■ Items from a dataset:
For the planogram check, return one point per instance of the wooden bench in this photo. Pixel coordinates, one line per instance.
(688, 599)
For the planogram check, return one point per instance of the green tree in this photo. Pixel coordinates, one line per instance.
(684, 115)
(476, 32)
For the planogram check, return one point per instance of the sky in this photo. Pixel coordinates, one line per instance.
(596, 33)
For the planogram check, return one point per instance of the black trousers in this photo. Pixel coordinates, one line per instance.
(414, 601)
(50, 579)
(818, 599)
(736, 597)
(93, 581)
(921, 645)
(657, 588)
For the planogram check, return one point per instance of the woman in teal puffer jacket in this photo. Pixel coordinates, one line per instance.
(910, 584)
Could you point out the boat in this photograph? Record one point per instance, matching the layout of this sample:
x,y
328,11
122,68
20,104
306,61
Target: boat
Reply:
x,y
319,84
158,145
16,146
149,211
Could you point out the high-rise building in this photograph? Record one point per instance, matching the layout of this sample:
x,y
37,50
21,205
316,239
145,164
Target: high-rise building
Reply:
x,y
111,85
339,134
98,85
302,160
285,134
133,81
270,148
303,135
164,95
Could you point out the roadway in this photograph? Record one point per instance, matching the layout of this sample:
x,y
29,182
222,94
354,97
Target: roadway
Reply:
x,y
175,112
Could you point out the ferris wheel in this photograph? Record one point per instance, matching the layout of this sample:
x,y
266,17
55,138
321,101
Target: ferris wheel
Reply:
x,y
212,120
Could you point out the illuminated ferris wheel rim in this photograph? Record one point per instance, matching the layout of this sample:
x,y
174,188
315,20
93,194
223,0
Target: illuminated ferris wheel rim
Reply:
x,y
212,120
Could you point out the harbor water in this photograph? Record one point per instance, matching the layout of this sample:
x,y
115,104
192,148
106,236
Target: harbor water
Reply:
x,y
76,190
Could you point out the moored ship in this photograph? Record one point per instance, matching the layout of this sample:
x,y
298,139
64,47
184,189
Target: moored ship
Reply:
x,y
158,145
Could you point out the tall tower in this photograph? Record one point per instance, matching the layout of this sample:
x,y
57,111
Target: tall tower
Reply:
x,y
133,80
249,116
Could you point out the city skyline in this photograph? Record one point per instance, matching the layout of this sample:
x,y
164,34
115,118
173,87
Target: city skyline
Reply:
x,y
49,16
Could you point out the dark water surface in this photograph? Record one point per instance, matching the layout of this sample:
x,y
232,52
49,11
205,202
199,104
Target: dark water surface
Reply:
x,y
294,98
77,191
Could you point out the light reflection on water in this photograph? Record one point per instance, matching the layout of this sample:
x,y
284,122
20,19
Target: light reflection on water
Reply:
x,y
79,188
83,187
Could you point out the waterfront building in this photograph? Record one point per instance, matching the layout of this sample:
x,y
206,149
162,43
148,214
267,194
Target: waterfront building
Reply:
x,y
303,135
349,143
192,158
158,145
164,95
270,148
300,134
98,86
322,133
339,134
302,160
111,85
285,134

■ TASK BRIEF: Each line above that contains the string "city" should be identified and copied.

■ RESULT:
Could you point out the city skyline in this photograph? Record one point per instance, matching the layout of this sample:
Target: city skyline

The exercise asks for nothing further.